- _Exercise objective_
For every entry that follows, return an identical copy.

- _Exercise input_
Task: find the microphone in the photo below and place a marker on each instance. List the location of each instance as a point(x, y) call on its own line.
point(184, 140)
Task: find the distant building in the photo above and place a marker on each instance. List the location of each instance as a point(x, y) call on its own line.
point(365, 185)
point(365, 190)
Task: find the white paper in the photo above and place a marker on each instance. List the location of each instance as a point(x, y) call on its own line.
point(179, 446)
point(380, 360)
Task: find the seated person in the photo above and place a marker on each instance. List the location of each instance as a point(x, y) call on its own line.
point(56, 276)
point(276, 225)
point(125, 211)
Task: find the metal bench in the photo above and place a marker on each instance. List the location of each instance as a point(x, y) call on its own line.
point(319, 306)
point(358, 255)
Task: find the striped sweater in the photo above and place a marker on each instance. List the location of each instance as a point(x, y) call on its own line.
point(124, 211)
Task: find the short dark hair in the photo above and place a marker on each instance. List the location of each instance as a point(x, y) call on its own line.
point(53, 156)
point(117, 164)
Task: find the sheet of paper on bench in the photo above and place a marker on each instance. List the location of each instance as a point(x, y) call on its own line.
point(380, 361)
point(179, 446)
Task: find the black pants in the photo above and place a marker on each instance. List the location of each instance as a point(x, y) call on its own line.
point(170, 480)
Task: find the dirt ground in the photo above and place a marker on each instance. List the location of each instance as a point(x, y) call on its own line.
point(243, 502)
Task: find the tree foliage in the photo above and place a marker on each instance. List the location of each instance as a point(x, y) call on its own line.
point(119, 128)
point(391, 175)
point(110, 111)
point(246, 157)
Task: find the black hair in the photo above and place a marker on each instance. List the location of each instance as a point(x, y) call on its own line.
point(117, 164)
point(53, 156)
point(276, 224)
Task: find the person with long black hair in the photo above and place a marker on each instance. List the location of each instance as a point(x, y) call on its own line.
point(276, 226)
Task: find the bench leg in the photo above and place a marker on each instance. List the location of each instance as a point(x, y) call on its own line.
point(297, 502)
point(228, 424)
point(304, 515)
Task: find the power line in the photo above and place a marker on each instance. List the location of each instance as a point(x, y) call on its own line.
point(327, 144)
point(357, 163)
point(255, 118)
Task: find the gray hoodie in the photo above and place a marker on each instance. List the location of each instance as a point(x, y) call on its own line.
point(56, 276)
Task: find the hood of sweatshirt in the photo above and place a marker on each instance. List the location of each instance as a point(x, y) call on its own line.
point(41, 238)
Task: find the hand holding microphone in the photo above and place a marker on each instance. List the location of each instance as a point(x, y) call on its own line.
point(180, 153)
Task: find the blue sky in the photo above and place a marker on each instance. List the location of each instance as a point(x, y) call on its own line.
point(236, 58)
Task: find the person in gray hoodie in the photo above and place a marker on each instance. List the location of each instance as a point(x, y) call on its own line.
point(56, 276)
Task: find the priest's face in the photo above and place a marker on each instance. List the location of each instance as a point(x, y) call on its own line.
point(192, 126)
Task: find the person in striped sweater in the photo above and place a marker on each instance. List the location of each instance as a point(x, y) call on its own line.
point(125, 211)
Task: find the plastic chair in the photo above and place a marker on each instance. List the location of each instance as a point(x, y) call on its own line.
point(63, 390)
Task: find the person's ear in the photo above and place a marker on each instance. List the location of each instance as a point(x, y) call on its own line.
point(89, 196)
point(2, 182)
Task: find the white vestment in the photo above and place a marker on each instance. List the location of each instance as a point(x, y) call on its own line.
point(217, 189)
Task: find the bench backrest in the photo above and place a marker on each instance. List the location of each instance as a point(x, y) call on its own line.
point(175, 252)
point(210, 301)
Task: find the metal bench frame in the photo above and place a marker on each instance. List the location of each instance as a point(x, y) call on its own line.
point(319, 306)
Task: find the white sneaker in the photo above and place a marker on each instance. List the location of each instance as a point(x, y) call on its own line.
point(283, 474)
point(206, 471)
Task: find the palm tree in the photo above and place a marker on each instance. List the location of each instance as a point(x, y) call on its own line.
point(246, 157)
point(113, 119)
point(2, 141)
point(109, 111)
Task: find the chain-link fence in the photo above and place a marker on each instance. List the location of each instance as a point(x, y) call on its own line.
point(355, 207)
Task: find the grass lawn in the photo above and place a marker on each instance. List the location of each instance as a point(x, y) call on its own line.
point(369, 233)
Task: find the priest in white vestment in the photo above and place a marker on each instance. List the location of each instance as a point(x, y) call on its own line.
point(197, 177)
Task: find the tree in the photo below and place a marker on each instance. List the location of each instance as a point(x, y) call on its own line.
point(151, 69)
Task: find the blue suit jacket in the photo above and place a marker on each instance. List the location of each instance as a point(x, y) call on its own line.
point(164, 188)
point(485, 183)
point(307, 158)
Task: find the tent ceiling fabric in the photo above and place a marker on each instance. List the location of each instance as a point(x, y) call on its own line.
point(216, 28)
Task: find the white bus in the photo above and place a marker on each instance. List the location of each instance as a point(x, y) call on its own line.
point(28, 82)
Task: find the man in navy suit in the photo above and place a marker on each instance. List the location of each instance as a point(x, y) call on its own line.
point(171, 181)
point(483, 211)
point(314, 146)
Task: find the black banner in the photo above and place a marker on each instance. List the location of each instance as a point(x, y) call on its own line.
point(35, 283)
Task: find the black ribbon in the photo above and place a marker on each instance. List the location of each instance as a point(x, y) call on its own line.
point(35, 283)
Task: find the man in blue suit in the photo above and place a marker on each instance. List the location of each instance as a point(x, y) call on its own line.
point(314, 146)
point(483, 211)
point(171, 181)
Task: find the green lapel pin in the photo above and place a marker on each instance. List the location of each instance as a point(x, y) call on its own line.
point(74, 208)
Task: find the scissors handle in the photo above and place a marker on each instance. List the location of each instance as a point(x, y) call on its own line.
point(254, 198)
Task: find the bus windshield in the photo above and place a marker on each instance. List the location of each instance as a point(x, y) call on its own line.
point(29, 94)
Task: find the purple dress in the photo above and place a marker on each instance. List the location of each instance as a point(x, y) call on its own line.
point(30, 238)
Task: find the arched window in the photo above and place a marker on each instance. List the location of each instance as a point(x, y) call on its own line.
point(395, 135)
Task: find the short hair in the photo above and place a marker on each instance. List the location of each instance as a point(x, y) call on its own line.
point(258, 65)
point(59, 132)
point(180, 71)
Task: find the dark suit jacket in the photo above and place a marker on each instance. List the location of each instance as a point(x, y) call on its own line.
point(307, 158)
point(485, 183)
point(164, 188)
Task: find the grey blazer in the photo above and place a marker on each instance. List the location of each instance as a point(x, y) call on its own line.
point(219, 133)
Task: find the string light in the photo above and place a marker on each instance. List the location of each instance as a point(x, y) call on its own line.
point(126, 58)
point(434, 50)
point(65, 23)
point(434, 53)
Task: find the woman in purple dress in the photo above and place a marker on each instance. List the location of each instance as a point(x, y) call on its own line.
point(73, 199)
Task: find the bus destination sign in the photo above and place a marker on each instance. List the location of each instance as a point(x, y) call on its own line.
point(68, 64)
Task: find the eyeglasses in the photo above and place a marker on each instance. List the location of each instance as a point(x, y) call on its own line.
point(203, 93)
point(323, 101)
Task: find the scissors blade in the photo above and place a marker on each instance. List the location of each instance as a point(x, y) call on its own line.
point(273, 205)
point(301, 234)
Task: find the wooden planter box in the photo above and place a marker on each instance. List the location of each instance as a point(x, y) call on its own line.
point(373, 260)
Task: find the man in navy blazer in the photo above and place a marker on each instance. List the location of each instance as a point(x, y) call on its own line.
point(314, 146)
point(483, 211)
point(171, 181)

- _Response area_
Task: find the microphone in the photo below and place a marker on each instance. List the location of each instance as a point(x, y) call on its own line.
point(184, 140)
Task: find the distant building in the photo above and place a marker on each instance. List the location of each instance as a point(x, y) call on its own line.
point(365, 185)
point(365, 190)
Task: find the white paper in the photo above and place a marker on each instance. List the location of each instance as a point(x, y) call on its own line.
point(179, 446)
point(380, 360)
Task: find the seated person in the photo above and place a marker on each instance. List the location of each instance as a point(x, y) call on its own line.
point(56, 276)
point(276, 225)
point(125, 211)
Task: find the metal bench in the photo above and place a marker on each instance. List the location of each instance as a point(x, y) call on its own line.
point(319, 306)
point(358, 255)
Task: find the striped sweater in the photo above and place a marker on each instance. List the location of each instance as a point(x, y) call on its own line.
point(124, 211)
Task: find the short dark hair in the photo above and place a marker on each instance. List the location of each instance as a point(x, y) call on its own line.
point(53, 156)
point(117, 164)
Task: find the sheet of paper on bench in the photo above and place a marker on each instance. List the location of each instance as a point(x, y) call on its own line.
point(380, 361)
point(179, 446)
Task: find the black pants in the photo above and place a marker on each instance. List the location of each instance as a point(x, y) call on its own line.
point(170, 480)
Task: find the dirt ground in the photo above and place a marker on each instance. List the location of each instance as a point(x, y) call on its own line.
point(243, 502)
Task: find the tree foliage in the photo above and place a marker on each instance. List the location of each instance as a point(x, y) call on its own line.
point(119, 128)
point(391, 175)
point(110, 111)
point(246, 157)
Task: find the black hair in the photo above and place a marker on each instance. List the location of each instance as a point(x, y) call on its own line.
point(117, 164)
point(53, 156)
point(276, 224)
Task: find the person with long black hair in the photo above and place a marker on each instance. List the location of each instance as a point(x, y) call on its own line.
point(276, 226)
Task: find the bench leg in the photo above and place a marker on each instance. List the location of each instance as a point(x, y) call on its own line.
point(297, 502)
point(228, 424)
point(304, 515)
Task: find the power line in the photo above and place a marker on each instance. List the location of each instance as a point(x, y) call on its own line.
point(327, 144)
point(357, 163)
point(255, 118)
Task: find the gray hoodie in the photo above and place a marker on each instance. List the location of each instance as a point(x, y) call on its own line.
point(56, 276)
Task: find the hood of sweatshirt in the photo above and place a marker on each instance. List the location of each instance as a point(x, y) call on its own line.
point(41, 238)
Task: find the hand holding microphone in the photo above and place a marker on each instance. List the location of each instance as a point(x, y) call on its own line.
point(180, 153)
Task: find the blue sky in the photo above and place a marker on each instance. List the location of each instance as a point(x, y) call on its own line.
point(236, 58)
Task: find the person in gray hoodie in the photo above and place a marker on each instance. List the location of each instance as a point(x, y) call on its own line.
point(56, 276)
Task: find the priest's face in the photo above and place a marker on each instance. List the location of each instance as a point(x, y) call on its own line.
point(192, 126)
Task: find the person in striped sweater in the photo above and place a marker on each instance. List the location of each instance as a point(x, y) call on its own line.
point(125, 211)
Task: find the plastic chair in the photo above and place a marker on each instance. List the location of each instance as a point(x, y) call on its own line.
point(63, 390)
Task: find the person's ear in the photo above and place a marker on each instance. List the location of each instance as a point(x, y) call on its own line.
point(89, 196)
point(2, 182)
Task: find the white vestment in the photo above and place a marker on each instance. List the location of each instance as a point(x, y) call on its own line.
point(217, 189)
Task: find the bench backrest in the photo above and place a marker on each instance. List the location of each instance as a point(x, y) call on its own line.
point(175, 252)
point(210, 301)
Task: find the metal bench frame in the photo above and place a marker on each instance. List the location of each instance as a point(x, y) call on its own line.
point(319, 306)
Task: find the white sneaker in the photo above and place a marker on each instance. List the location of each instance as a point(x, y) call on its own line.
point(283, 474)
point(206, 471)
Task: find the palm tree in the photo above and place a marker on each instance. List the location of each instance as a point(x, y) call on its own line.
point(246, 157)
point(113, 119)
point(2, 141)
point(109, 111)
Task: find the chain-link fence in the photo above and place a marker on each instance. List the location of each instance as a point(x, y) call on its own line.
point(355, 207)
Task: find the grass lawn in the photo above and place a marker on each instance. List the location of each instance as a point(x, y) call on its own line.
point(369, 233)
Task: find the priest in white vestment in the photo above and place a marker on each instance. List the location of each instance as a point(x, y) call on its own line.
point(197, 177)
Task: find the tree in the photo below and place a marker on each instance. List the location of each instance as a point(x, y) call on its own line.
point(151, 69)
Task: find the blue suit jacket in the photo above and place a marker on each instance. List the location of each instance as a point(x, y) call on its own line.
point(164, 188)
point(485, 183)
point(307, 158)
Task: find the tent ceiling fabric in the photo above and place a marker on each instance. List the location of each instance as a point(x, y) call on its own line.
point(216, 28)
Task: find the white bus in the photo above and place a marker on each instance. List the location of each instance as a point(x, y) call on its own line.
point(28, 82)
Task: find the man in navy suit in the photo above and place a marker on each instance. List the location of each instance as a point(x, y) call on its own line.
point(171, 181)
point(483, 211)
point(314, 146)
Task: find the black banner in the photo above and place a marker on each instance. List the location of each instance as a point(x, y) call on its own line.
point(35, 283)
Task: find the black ribbon in the photo above and place a marker on each instance. List the location of each instance as a point(x, y) call on its own line.
point(35, 283)
Task: find the man in blue suit in the photo above and place a marker on each instance. List the location of each instance as a point(x, y) call on its own line.
point(314, 146)
point(483, 211)
point(171, 181)
Task: find the green lapel pin in the photo above and place a marker on each instance. List the location of each instance as a point(x, y) call on its own line.
point(74, 208)
Task: find the scissors handle in the photo above and place a marker on each instance. List the location of each instance as a point(x, y) call on its own line.
point(254, 198)
Task: find the bus windshield in the photo above and place a marker on each instance. List the location of each instance as a point(x, y) call on its own line.
point(29, 94)
Task: find the purple dress in the photo above and place a marker on each instance. List the location of each instance as a point(x, y) call on its own line.
point(30, 238)
Task: find the arched window in the photo above and place a marker on each instance. List the location of each instance as a point(x, y) call on its own line.
point(395, 135)
Task: find the short hair in the photo above and place a marker on each instance. List the location of each instance as a point(x, y) call on its own line.
point(258, 65)
point(59, 132)
point(180, 71)
Task: find the dark suit jacket in the photo above and place a marker on each instance. List the location of each instance as a point(x, y) call on its own line.
point(307, 158)
point(485, 183)
point(164, 188)
Task: find the grey blazer in the photo above and place a marker on each instance. List the location of each instance as a point(x, y) call on its own line.
point(219, 133)
Task: find the string light in the photo above and place a marker on each instance. List the location of each instance as a point(x, y) call on its own line.
point(126, 58)
point(434, 50)
point(65, 23)
point(434, 53)
Task: find the woman in purple dress in the photo above and place a marker on each instance. List the location of each instance as a point(x, y) call on its own line.
point(73, 199)
Task: find the bus destination sign in the photo above and place a marker on each instance. List the location of each instance as a point(x, y) call on its own line.
point(68, 64)
Task: find the eyeglasses in the photo above and place a marker on each instance. List the location of each instance as a point(x, y) call on its own line.
point(203, 93)
point(323, 101)
Task: find the scissors blade in the photo above and place a marker on each instance. List the location of each instance as a point(x, y) call on its own line.
point(273, 205)
point(301, 234)
Task: find the wooden planter box in the photo above and place a marker on each instance. List the location of each instance as a point(x, y) call on its own line.
point(373, 260)
Task: find the man in navy blazer in the photo above and place a marker on each instance. List the location of each instance as a point(x, y) call on its own line.
point(314, 146)
point(483, 211)
point(171, 181)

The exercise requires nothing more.